-- What the task requires --
All of the data must be printed exactly; please include every line.

-- Records shown --
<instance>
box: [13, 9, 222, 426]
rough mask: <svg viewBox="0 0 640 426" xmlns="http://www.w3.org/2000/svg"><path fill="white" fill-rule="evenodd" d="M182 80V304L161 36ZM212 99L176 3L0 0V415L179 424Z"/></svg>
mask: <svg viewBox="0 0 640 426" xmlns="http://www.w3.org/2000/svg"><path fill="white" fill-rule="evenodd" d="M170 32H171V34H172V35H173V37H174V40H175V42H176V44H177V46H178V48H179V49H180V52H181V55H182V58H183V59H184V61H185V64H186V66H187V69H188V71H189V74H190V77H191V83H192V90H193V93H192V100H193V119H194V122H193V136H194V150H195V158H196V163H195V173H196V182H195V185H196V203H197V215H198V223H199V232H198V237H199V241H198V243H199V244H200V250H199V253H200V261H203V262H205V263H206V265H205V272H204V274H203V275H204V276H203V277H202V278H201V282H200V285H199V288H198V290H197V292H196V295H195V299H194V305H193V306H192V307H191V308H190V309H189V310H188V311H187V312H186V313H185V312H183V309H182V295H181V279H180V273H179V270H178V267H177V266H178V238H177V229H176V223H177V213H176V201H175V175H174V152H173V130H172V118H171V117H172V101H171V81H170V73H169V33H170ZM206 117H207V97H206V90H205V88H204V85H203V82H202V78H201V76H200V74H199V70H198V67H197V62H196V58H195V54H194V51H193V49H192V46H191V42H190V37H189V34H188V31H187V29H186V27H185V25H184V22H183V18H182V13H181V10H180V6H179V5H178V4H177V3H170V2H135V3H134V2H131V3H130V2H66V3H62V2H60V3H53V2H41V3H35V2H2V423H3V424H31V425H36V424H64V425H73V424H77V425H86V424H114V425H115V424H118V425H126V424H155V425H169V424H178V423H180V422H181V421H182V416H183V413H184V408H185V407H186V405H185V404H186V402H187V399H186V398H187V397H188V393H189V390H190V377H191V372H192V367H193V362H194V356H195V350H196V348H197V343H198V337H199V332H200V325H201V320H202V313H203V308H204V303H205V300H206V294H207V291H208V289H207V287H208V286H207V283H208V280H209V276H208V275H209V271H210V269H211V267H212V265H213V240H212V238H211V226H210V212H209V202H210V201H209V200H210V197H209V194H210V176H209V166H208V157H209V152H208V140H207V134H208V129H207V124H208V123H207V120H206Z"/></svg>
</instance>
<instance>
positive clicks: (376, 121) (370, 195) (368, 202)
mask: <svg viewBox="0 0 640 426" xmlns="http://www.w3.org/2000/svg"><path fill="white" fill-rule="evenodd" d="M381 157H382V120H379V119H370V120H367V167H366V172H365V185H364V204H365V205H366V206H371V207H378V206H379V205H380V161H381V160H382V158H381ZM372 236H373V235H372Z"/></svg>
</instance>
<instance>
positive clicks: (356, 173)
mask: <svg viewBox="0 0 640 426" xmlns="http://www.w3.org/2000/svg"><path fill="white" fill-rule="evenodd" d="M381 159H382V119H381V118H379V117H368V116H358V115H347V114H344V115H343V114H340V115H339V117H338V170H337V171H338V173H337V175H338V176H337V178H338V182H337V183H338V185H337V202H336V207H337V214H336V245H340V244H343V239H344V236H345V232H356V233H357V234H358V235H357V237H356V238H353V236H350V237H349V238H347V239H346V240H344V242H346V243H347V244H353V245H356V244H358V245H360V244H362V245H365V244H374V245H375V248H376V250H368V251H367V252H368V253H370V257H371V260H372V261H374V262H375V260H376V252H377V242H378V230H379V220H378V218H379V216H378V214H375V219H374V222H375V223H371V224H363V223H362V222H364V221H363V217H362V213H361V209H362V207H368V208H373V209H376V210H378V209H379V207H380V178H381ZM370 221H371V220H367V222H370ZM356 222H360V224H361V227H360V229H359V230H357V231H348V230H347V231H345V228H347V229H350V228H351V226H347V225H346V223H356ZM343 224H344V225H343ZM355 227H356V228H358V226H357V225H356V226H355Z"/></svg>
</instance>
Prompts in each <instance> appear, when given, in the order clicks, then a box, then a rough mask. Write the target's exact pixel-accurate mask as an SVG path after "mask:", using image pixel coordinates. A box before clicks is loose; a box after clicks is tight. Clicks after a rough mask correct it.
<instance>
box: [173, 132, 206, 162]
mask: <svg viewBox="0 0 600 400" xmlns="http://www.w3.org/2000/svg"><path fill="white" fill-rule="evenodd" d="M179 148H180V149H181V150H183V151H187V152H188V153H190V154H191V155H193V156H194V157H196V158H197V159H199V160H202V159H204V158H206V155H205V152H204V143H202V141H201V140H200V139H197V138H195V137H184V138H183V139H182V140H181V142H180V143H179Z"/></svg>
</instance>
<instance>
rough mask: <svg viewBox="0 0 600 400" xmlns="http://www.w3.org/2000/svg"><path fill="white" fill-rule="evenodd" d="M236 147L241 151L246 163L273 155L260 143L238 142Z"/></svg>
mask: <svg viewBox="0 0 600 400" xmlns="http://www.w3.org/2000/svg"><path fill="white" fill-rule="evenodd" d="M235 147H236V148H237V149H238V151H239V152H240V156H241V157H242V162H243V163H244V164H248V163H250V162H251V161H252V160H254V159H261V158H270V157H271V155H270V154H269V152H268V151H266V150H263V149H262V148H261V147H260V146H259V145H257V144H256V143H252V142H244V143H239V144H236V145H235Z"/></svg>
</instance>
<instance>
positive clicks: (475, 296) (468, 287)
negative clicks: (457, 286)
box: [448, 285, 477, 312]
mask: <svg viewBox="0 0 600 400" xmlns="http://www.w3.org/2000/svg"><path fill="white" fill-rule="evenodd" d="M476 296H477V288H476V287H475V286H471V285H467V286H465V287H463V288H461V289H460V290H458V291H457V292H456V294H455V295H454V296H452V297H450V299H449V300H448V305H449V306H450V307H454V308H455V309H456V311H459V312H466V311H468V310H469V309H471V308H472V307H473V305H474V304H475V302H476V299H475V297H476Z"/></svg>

-- Answer to the problem --
<instance>
box: [13, 9, 222, 426]
rough mask: <svg viewBox="0 0 640 426" xmlns="http://www.w3.org/2000/svg"><path fill="white" fill-rule="evenodd" d="M182 80V304L161 36ZM212 99L176 3L0 0V415L179 424Z"/></svg>
mask: <svg viewBox="0 0 640 426" xmlns="http://www.w3.org/2000/svg"><path fill="white" fill-rule="evenodd" d="M170 32H171V34H172V35H173V37H174V40H175V42H176V44H177V46H178V48H179V49H180V52H181V55H182V58H183V59H184V61H185V64H186V66H187V69H188V71H189V74H190V77H191V83H192V90H193V93H192V100H193V119H194V122H193V136H194V150H195V158H196V163H195V173H196V182H195V185H196V203H197V215H198V223H199V232H198V237H199V241H198V243H199V244H200V250H199V253H200V261H203V262H205V263H206V265H205V272H204V274H203V275H204V276H203V277H202V278H201V282H200V285H199V288H198V290H197V292H196V295H195V299H194V305H193V306H192V307H191V308H190V309H189V310H188V311H187V312H186V313H185V312H183V309H182V295H181V279H180V273H179V270H178V267H177V266H178V238H177V229H176V223H177V213H176V201H175V175H174V152H173V130H172V118H171V117H172V101H171V81H170V73H169V33H170ZM206 117H207V97H206V90H205V88H204V85H203V82H202V78H201V76H200V74H199V70H198V67H197V62H196V58H195V54H194V51H193V49H192V46H191V42H190V37H189V34H188V31H187V29H186V27H185V25H184V22H183V18H182V13H181V10H180V6H179V5H178V4H177V3H170V2H135V3H134V2H131V3H130V2H66V3H62V2H60V3H53V2H41V3H35V2H2V423H3V424H31V425H36V424H64V425H73V424H77V425H86V424H114V425H115V424H118V425H126V424H155V425H169V424H178V423H180V422H181V421H182V416H183V413H184V408H185V407H186V405H185V404H186V402H187V399H186V398H187V397H188V393H189V390H190V377H191V372H192V367H193V362H194V356H195V350H196V348H197V343H198V337H199V332H200V325H201V320H202V313H203V308H204V303H205V300H206V294H207V291H208V289H207V287H208V286H207V283H208V280H209V276H208V275H209V271H210V269H211V267H212V265H213V240H212V238H211V226H210V212H209V202H210V201H209V200H210V197H209V194H210V176H209V166H208V157H209V152H208V140H207V134H208V129H207V124H208V123H207V120H206Z"/></svg>
</instance>
<instance>
positive clicks: (376, 121) (370, 195) (368, 202)
mask: <svg viewBox="0 0 640 426" xmlns="http://www.w3.org/2000/svg"><path fill="white" fill-rule="evenodd" d="M381 157H382V120H379V119H370V120H367V167H366V172H365V185H364V204H365V205H366V206H371V207H378V206H379V205H380V161H381V160H382V158H381ZM372 236H373V235H372Z"/></svg>
</instance>
<instance>
positive clicks: (356, 173)
mask: <svg viewBox="0 0 640 426" xmlns="http://www.w3.org/2000/svg"><path fill="white" fill-rule="evenodd" d="M381 159H382V119H381V118H379V117H368V116H358V115H347V114H344V115H343V114H340V115H339V117H338V170H337V171H338V173H337V175H338V176H337V178H338V182H337V183H338V185H337V202H336V207H337V214H336V245H340V244H343V239H344V236H345V232H356V233H357V234H358V235H357V237H356V238H353V236H350V237H349V238H347V239H346V240H344V242H346V243H347V244H353V245H356V244H358V245H360V244H362V245H365V244H374V245H375V248H376V250H368V251H367V252H368V253H370V257H371V260H372V261H374V262H375V260H376V252H377V242H378V230H379V220H378V218H379V216H378V214H375V219H374V222H375V223H371V224H363V223H362V222H364V221H363V217H362V213H361V209H362V207H368V208H373V209H376V210H378V209H379V207H380V178H381ZM370 221H371V220H367V222H370ZM356 222H360V224H361V227H360V229H359V230H357V231H348V230H347V231H345V228H347V229H350V228H351V226H347V225H346V223H356ZM343 224H344V225H343ZM355 227H356V228H358V226H357V225H356V226H355Z"/></svg>
</instance>
Prompts in each <instance> appear, when given, in the order clicks, then a box, then a rough mask. Write the target's exact pixel-accurate mask as an SVG path after "mask:", using image pixel coordinates. A box before clicks is loose; a box after clicks is tight. Clicks after a rough mask correct it.
<instance>
box: [173, 132, 206, 162]
mask: <svg viewBox="0 0 600 400" xmlns="http://www.w3.org/2000/svg"><path fill="white" fill-rule="evenodd" d="M179 148H180V149H181V150H183V151H187V152H188V153H190V154H191V155H193V156H194V157H196V158H197V159H199V160H202V159H204V158H206V155H205V152H204V143H202V141H201V140H200V139H197V138H195V137H184V138H183V139H182V140H181V142H180V143H179Z"/></svg>
</instance>
<instance>
rough mask: <svg viewBox="0 0 600 400" xmlns="http://www.w3.org/2000/svg"><path fill="white" fill-rule="evenodd" d="M236 147L241 151L246 163L273 155L260 143L238 142Z"/></svg>
mask: <svg viewBox="0 0 600 400" xmlns="http://www.w3.org/2000/svg"><path fill="white" fill-rule="evenodd" d="M235 147H236V148H237V149H238V151H239V152H240V156H241V157H242V162H243V163H244V164H248V163H250V162H251V161H252V160H254V159H261V158H270V157H271V155H270V154H269V152H268V151H266V150H263V149H262V148H261V147H260V146H259V145H257V144H256V143H252V142H244V143H239V144H236V145H235Z"/></svg>
</instance>
<instance>
positive clicks: (475, 296) (468, 287)
negative clicks: (457, 286)
box: [448, 285, 477, 312]
mask: <svg viewBox="0 0 600 400" xmlns="http://www.w3.org/2000/svg"><path fill="white" fill-rule="evenodd" d="M476 296H477V288H476V287H475V286H471V285H467V286H465V287H463V288H461V289H460V290H458V291H457V292H456V294H455V295H454V296H452V297H450V299H449V300H448V305H449V306H450V307H454V308H455V309H456V311H459V312H466V311H468V310H469V309H471V308H472V307H473V305H474V304H475V302H476V299H475V297H476Z"/></svg>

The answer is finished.